In the listing below, the answer starts at the line that has "roi: upholstered bench" and stops after the line that has "roi: electrical outlet"; please repeat that part exactly and nothing more.
[RECORDS SHOWN — start]
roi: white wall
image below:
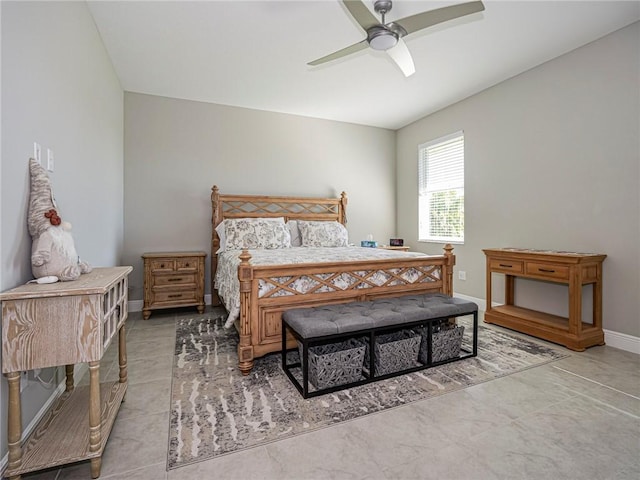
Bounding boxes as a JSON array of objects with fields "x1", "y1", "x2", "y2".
[
  {"x1": 0, "y1": 0, "x2": 124, "y2": 461},
  {"x1": 397, "y1": 22, "x2": 640, "y2": 338},
  {"x1": 123, "y1": 93, "x2": 396, "y2": 301}
]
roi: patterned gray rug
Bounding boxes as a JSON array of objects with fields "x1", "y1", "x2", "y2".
[{"x1": 167, "y1": 314, "x2": 568, "y2": 470}]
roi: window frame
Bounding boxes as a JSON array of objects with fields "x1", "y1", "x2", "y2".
[{"x1": 418, "y1": 131, "x2": 465, "y2": 245}]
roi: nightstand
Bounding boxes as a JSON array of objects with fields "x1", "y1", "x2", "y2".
[{"x1": 142, "y1": 251, "x2": 206, "y2": 319}]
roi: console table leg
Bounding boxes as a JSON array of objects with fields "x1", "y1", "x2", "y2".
[
  {"x1": 118, "y1": 326, "x2": 128, "y2": 385},
  {"x1": 6, "y1": 372, "x2": 23, "y2": 474},
  {"x1": 65, "y1": 364, "x2": 75, "y2": 392},
  {"x1": 88, "y1": 361, "x2": 101, "y2": 476},
  {"x1": 90, "y1": 457, "x2": 102, "y2": 479},
  {"x1": 505, "y1": 275, "x2": 515, "y2": 305}
]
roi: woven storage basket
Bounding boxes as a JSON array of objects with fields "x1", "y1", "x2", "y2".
[
  {"x1": 364, "y1": 329, "x2": 421, "y2": 376},
  {"x1": 418, "y1": 324, "x2": 465, "y2": 364},
  {"x1": 298, "y1": 338, "x2": 365, "y2": 390}
]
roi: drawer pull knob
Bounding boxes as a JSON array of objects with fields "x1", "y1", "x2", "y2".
[
  {"x1": 168, "y1": 294, "x2": 182, "y2": 298},
  {"x1": 499, "y1": 264, "x2": 512, "y2": 268},
  {"x1": 186, "y1": 263, "x2": 190, "y2": 267},
  {"x1": 168, "y1": 278, "x2": 183, "y2": 282},
  {"x1": 160, "y1": 264, "x2": 165, "y2": 268},
  {"x1": 539, "y1": 268, "x2": 555, "y2": 273}
]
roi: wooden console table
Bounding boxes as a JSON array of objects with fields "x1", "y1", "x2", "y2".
[
  {"x1": 0, "y1": 267, "x2": 132, "y2": 479},
  {"x1": 483, "y1": 248, "x2": 606, "y2": 351}
]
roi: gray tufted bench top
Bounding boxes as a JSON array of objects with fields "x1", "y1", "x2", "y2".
[{"x1": 282, "y1": 293, "x2": 478, "y2": 339}]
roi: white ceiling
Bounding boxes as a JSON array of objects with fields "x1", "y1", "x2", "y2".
[{"x1": 87, "y1": 0, "x2": 640, "y2": 130}]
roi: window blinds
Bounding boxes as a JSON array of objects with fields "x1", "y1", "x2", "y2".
[{"x1": 418, "y1": 132, "x2": 464, "y2": 243}]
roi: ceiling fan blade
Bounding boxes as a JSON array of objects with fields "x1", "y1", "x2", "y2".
[
  {"x1": 386, "y1": 38, "x2": 415, "y2": 77},
  {"x1": 341, "y1": 0, "x2": 380, "y2": 31},
  {"x1": 393, "y1": 0, "x2": 485, "y2": 36},
  {"x1": 308, "y1": 39, "x2": 369, "y2": 66}
]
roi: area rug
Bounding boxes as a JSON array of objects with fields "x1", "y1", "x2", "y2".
[{"x1": 167, "y1": 314, "x2": 568, "y2": 470}]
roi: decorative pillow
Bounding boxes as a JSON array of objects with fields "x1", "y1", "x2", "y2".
[
  {"x1": 215, "y1": 221, "x2": 227, "y2": 253},
  {"x1": 223, "y1": 217, "x2": 291, "y2": 250},
  {"x1": 298, "y1": 220, "x2": 349, "y2": 247},
  {"x1": 287, "y1": 220, "x2": 302, "y2": 247}
]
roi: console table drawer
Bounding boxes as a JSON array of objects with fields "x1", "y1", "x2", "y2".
[
  {"x1": 525, "y1": 262, "x2": 569, "y2": 281},
  {"x1": 489, "y1": 259, "x2": 523, "y2": 274}
]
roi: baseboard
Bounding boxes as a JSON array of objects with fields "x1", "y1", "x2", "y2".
[
  {"x1": 129, "y1": 298, "x2": 143, "y2": 312},
  {"x1": 453, "y1": 292, "x2": 639, "y2": 355},
  {"x1": 453, "y1": 292, "x2": 486, "y2": 312},
  {"x1": 603, "y1": 329, "x2": 640, "y2": 354}
]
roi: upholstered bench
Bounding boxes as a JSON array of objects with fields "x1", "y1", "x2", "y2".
[{"x1": 281, "y1": 293, "x2": 478, "y2": 398}]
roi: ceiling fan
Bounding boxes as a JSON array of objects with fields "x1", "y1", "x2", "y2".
[{"x1": 308, "y1": 0, "x2": 485, "y2": 77}]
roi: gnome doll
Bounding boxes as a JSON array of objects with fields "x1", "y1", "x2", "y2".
[{"x1": 28, "y1": 158, "x2": 92, "y2": 281}]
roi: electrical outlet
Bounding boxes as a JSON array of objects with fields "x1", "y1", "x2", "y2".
[
  {"x1": 458, "y1": 271, "x2": 467, "y2": 281},
  {"x1": 33, "y1": 142, "x2": 42, "y2": 164},
  {"x1": 46, "y1": 148, "x2": 54, "y2": 172}
]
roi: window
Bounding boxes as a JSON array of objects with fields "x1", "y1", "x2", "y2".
[RECORDS SHOWN — finish]
> EXPECTED ANSWER:
roi: upholstered bench
Bounding boxes as a JSON array of objects with fields "x1", "y1", "x2", "y2".
[{"x1": 281, "y1": 293, "x2": 478, "y2": 398}]
roi: ceiling fan
Bounding boxes as a JSON array of objects with fields "x1", "y1", "x2", "y2".
[{"x1": 308, "y1": 0, "x2": 485, "y2": 77}]
roi: gnome doll
Bounding boxes as a JSON array of objects with fields "x1", "y1", "x2", "y2".
[{"x1": 28, "y1": 158, "x2": 92, "y2": 281}]
roi: electrical outlet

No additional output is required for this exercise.